>> START Raw records
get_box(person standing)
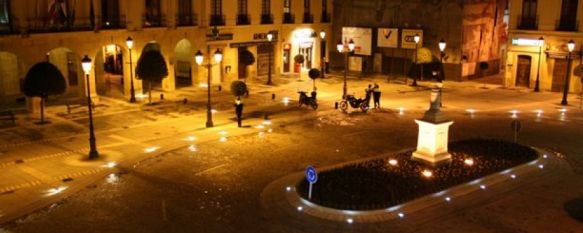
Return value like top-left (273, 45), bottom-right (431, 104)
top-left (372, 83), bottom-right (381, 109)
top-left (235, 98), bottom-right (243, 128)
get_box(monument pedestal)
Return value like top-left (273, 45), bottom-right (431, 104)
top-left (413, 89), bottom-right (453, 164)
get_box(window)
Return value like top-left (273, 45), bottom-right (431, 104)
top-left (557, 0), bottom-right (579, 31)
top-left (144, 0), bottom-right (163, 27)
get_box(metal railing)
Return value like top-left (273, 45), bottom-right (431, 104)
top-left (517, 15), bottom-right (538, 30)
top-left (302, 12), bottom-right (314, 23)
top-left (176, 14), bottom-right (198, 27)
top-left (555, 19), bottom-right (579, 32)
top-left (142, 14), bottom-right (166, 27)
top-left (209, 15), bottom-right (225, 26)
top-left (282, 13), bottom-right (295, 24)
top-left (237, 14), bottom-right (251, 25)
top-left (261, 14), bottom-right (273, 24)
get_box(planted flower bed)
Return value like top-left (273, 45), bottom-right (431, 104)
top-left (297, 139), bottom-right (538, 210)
>> END Raw records
Rewrite the listing above in full, including each get_box request and its "Return value like" line, and leave out the pictures. Offset every coordinate in the returned bounding boxes by 118, and keep the coordinates in the "Return value like" samples unchanged.

get_box(person standing)
Return value like top-left (273, 45), bottom-right (431, 104)
top-left (490, 201), bottom-right (499, 227)
top-left (353, 216), bottom-right (361, 246)
get_box(monument pedestal)
Return value like top-left (273, 45), bottom-right (431, 104)
top-left (531, 207), bottom-right (571, 282)
get_box(window)
Return value like top-left (273, 45), bottom-right (431, 104)
top-left (675, 118), bottom-right (697, 149)
top-left (262, 118), bottom-right (281, 145)
get_box(metal railing)
Return value like top-left (273, 45), bottom-right (431, 104)
top-left (635, 133), bottom-right (656, 148)
top-left (420, 130), bottom-right (432, 141)
top-left (294, 132), bottom-right (316, 145)
top-left (673, 137), bottom-right (697, 150)
top-left (260, 132), bottom-right (284, 145)
top-left (327, 133), bottom-right (343, 144)
top-left (400, 131), bottom-right (413, 142)
top-left (355, 132), bottom-right (369, 143)
top-left (379, 132), bottom-right (391, 142)
get_box(planted flower bed)
Return value like top-left (273, 45), bottom-right (431, 104)
top-left (415, 257), bottom-right (656, 328)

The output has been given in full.